[Written problem] Format every item below as a numbered list with no blank lines, and leave the pictures out.

[Records for the exercise]
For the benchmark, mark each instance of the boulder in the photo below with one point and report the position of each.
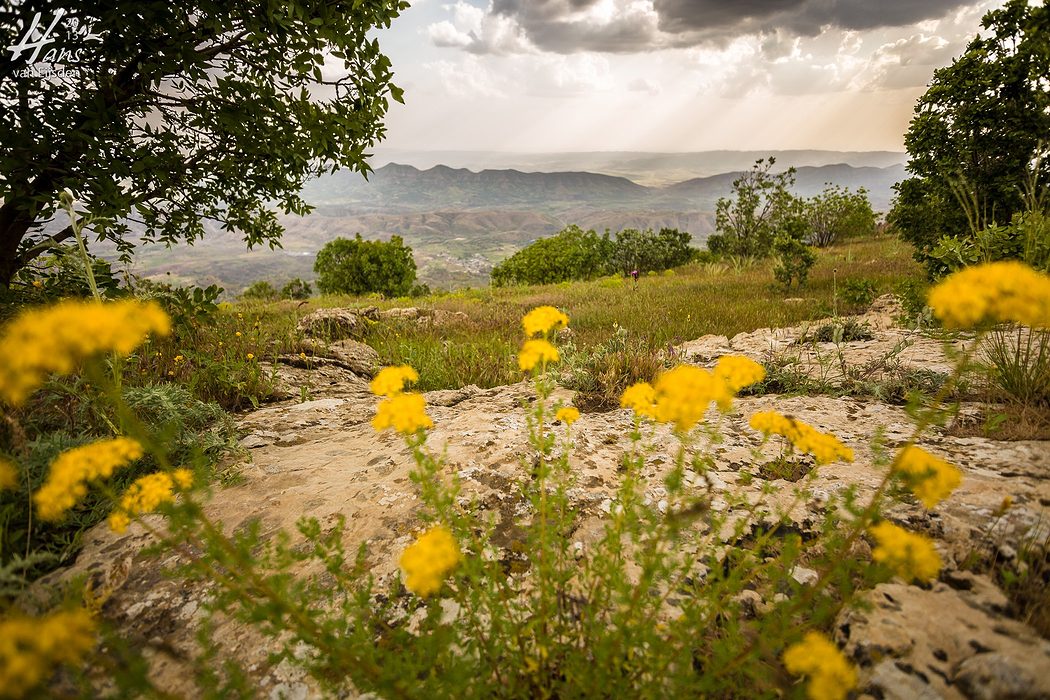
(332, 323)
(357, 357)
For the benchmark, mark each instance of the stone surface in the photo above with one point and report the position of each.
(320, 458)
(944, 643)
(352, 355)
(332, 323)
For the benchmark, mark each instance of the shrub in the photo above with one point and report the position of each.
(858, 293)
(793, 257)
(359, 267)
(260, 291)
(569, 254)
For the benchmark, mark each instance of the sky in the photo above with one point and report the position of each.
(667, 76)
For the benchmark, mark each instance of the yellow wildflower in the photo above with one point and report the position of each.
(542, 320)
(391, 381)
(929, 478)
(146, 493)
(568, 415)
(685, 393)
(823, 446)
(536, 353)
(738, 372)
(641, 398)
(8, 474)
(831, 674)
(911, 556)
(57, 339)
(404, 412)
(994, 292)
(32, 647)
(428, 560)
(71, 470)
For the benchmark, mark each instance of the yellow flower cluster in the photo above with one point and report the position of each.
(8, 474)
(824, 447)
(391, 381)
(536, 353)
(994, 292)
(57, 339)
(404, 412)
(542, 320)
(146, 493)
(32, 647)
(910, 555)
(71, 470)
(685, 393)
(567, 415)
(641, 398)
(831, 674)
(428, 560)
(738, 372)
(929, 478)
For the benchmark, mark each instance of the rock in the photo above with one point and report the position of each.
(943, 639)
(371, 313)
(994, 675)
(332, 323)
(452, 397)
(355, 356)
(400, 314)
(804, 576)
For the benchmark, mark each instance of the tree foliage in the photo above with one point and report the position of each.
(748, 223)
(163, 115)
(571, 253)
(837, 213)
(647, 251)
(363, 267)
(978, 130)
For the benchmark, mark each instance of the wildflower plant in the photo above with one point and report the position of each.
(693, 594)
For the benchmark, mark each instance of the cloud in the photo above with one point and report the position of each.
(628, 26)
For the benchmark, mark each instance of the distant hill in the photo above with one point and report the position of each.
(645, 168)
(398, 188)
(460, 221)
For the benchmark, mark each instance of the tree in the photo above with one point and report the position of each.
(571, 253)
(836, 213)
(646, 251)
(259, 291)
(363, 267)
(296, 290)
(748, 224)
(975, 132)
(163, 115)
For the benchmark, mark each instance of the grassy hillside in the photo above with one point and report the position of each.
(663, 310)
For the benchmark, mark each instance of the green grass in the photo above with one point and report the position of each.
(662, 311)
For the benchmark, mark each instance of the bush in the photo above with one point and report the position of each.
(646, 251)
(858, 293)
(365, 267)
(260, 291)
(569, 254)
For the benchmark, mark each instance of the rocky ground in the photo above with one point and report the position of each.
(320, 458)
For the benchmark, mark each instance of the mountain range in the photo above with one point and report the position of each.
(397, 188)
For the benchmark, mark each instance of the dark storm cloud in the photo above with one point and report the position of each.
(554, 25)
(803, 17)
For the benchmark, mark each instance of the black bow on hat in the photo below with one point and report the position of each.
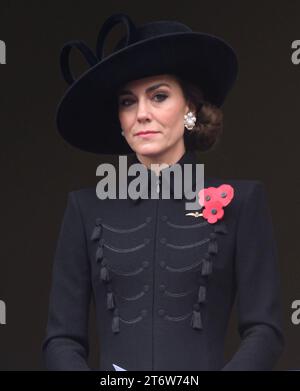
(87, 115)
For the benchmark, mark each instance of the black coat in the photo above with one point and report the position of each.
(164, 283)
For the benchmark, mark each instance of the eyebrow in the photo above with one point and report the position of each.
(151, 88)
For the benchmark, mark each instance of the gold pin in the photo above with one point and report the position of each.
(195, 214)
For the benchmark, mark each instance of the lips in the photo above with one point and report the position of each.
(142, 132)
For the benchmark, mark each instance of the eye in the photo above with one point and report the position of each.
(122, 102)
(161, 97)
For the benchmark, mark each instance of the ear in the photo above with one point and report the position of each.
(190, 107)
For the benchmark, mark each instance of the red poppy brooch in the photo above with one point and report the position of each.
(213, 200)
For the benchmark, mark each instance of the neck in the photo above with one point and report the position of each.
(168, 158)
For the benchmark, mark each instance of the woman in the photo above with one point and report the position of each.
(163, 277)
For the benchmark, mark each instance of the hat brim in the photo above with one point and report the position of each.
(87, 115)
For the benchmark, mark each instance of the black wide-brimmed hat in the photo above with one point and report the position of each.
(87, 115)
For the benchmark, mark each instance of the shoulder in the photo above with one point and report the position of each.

[Finished answer]
1. For the benchmark, mark each instance of the boulder in the photo below with one point and report the position of each.
2. (332, 323)
3. (357, 357)
4. For the benchmark, mark each instance of the stone surface in the photo above with one point and report the position of each.
5. (320, 458)
6. (944, 643)
7. (352, 355)
8. (332, 323)
9. For the benchmark, mark each instance of the shrub in the photo above with one point and report the position of each.
10. (858, 293)
11. (793, 257)
12. (359, 267)
13. (260, 291)
14. (569, 254)
15. For the benchmark, mark each instance of the sky in the photo above with one point and report the position of each.
16. (667, 76)
17. For the benchmark, mark each instance of the yellow wildflower in the photo above with one point and report the position of each.
18. (542, 320)
19. (391, 381)
20. (929, 478)
21. (146, 493)
22. (568, 415)
23. (685, 393)
24. (823, 446)
25. (536, 353)
26. (738, 372)
27. (641, 398)
28. (8, 474)
29. (831, 674)
30. (911, 556)
31. (57, 339)
32. (404, 412)
33. (994, 292)
34. (32, 647)
35. (428, 560)
36. (71, 470)
37. For the benchmark, mark each instance of the yellow flower cluster in the photo above with one point and report the position of each.
38. (8, 474)
39. (824, 447)
40. (391, 381)
41. (536, 353)
42. (994, 292)
43. (57, 339)
44. (404, 412)
45. (542, 320)
46. (146, 493)
47. (32, 647)
48. (910, 555)
49. (71, 470)
50. (685, 393)
51. (567, 415)
52. (641, 398)
53. (831, 674)
54. (428, 560)
55. (738, 372)
56. (929, 478)
57. For the benchmark, mark each instance of the rock in the photo above with one point and report the position of each.
58. (943, 639)
59. (371, 313)
60. (994, 675)
61. (332, 323)
62. (452, 397)
63. (355, 356)
64. (400, 314)
65. (804, 576)
66. For the benchmark, mark each instance of the tree foliage in the photo above with one point and report the position of each.
67. (748, 223)
68. (163, 115)
69. (571, 253)
70. (837, 213)
71. (647, 251)
72. (363, 267)
73. (978, 130)
74. For the benchmark, mark each instance of the wildflower plant in the photo above with one point and report the position of each.
75. (693, 594)
76. For the benchmark, mark each instance of the cloud in the photo above with one point and report the position of each.
77. (628, 26)
78. For the benchmark, mark each instance of the distant hill in the photo above with one point and report the position of each.
79. (645, 168)
80. (398, 188)
81. (460, 221)
82. For the benchmark, mark each instance of the tree in the photo above with one point and report the position of each.
83. (571, 253)
84. (836, 213)
85. (646, 251)
86. (259, 291)
87. (363, 267)
88. (296, 290)
89. (748, 224)
90. (975, 132)
91. (163, 115)
92. For the benchmark, mark each instance of the grassy hillside in the photo above with one point and report the position of each.
93. (663, 310)
94. For the benchmark, mark each instance of the green grass in the photo above with one point and report the position of each.
95. (662, 311)
96. For the benchmark, mark each instance of the bush in the photo above with one point and report the position of each.
97. (646, 251)
98. (858, 293)
99. (365, 267)
100. (260, 291)
101. (569, 254)
102. For the benchmark, mark each instance of the rocky ground in the photo above with one point and report the position of each.
103. (320, 458)
104. For the benchmark, mark each instance of the mountain range in the photo above with one point and report the position of each.
105. (397, 188)
106. For the benchmark, mark each instance of the dark storm cloud in the photo above with one point and report the position of each.
107. (554, 25)
108. (803, 17)
109. For the benchmark, mark each instance of the black bow on hat in the photo below with one point and report the position of each.
110. (87, 115)
111. For the benchmark, mark each instance of the black coat in the photo above with one point and report the position of each.
112. (164, 283)
113. For the benchmark, mark each instance of the eyebrow in the photo above with one point and report the position of each.
114. (151, 88)
115. For the benchmark, mark each instance of the gold pin in the photo above with one point and report the position of each.
116. (195, 214)
117. For the benchmark, mark each instance of the lips in the photo above with one point and report the position of each.
118. (142, 132)
119. For the benchmark, mark each instance of the eye in the photo above with one point and report the position of each.
120. (122, 102)
121. (161, 97)
122. For the benchmark, mark each instance of the ear in the photo above with one point and report the position of each.
123. (190, 107)
124. For the benchmark, mark each instance of the red poppy brooch in the photo above with one point and report the position of each.
125. (213, 200)
126. For the benchmark, mark each instance of the neck in the photo above with one point and report the position of each.
127. (168, 158)
128. For the benchmark, mark each instance of the woman in the photo above with one point and report the position of each.
129. (163, 277)
130. For the benchmark, mark each instance of the hat brim in the photo above with one point and report the position of each.
131. (87, 115)
132. For the benchmark, mark each instance of the black wide-brimmed hat in the photo above with one point and report the position of each.
133. (87, 115)
134. For the benchmark, mark each instance of the shoulder in the photo above with one point and report the position of each.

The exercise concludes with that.